Please give every line of the entries below as a numbered list, skipping any blank lines and leaving out the pictures.

>>>

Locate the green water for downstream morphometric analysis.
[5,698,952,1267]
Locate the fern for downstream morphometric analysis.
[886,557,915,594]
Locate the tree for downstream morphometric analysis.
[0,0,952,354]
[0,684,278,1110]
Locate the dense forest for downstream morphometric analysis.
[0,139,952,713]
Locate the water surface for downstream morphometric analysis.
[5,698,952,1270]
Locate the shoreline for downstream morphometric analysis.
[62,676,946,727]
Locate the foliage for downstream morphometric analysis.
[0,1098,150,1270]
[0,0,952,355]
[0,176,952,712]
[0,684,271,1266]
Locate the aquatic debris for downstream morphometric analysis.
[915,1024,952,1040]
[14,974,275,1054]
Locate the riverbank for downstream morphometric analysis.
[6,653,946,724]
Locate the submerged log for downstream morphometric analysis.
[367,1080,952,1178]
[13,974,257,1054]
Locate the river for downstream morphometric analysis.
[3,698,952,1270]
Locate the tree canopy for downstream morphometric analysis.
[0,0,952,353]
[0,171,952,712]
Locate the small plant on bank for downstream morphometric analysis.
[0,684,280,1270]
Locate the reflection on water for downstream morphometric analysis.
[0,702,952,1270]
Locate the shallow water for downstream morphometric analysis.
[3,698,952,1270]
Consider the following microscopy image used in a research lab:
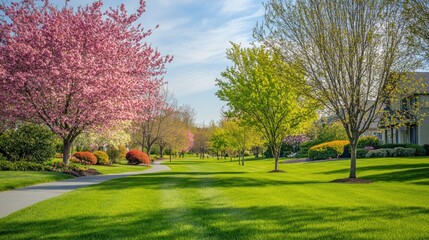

<<<

*Answer to this task*
1. Locate the green water for downstream morphometric analysis.
2. [5,698,952,1267]
3. Locate the fern for downstream morphometric analysis.
4. [886,557,915,594]
5. Locate the tree for downstream morphometric analysis.
6. [0,0,952,354]
7. [0,684,278,1110]
8. Locate the dense forest for downstream morphometric analysis.
9. [0,139,952,713]
10. Locate the water surface for downstream morphometric analysis.
11. [5,698,952,1270]
12. Locate the shoreline for downstream morphometric analysis.
13. [62,676,946,727]
14. Locate the foliage for downstream morphometric analysis.
15. [0,1098,150,1270]
16. [0,0,952,355]
17. [0,176,952,712]
18. [0,684,271,1266]
19. Locate the aquatic debris for downstream morphometric analysis.
20. [915,1024,952,1040]
21. [14,974,275,1054]
22. Locate the riverbank for downstream morphometric analysis.
23. [6,653,946,724]
24. Locate the submerged log for downstream morphometric analysis.
25. [367,1080,952,1178]
26. [13,974,257,1054]
27. Locate the river for downstream morphometric analysis.
28. [3,698,952,1270]
29. Locate the tree canopy for downstream morphometric analysis.
30. [0,0,952,353]
31. [0,171,952,712]
32. Locate the small plant on bank for downstream morphometric analysis.
33. [0,684,280,1270]
34. Locate the reflection on water for downstream morphometric analysis.
35. [0,702,952,1270]
36. Locate the shallow water for downstream morphometric analysis.
37. [3,698,952,1270]
38. Consider the following microscopy image used in a research lab:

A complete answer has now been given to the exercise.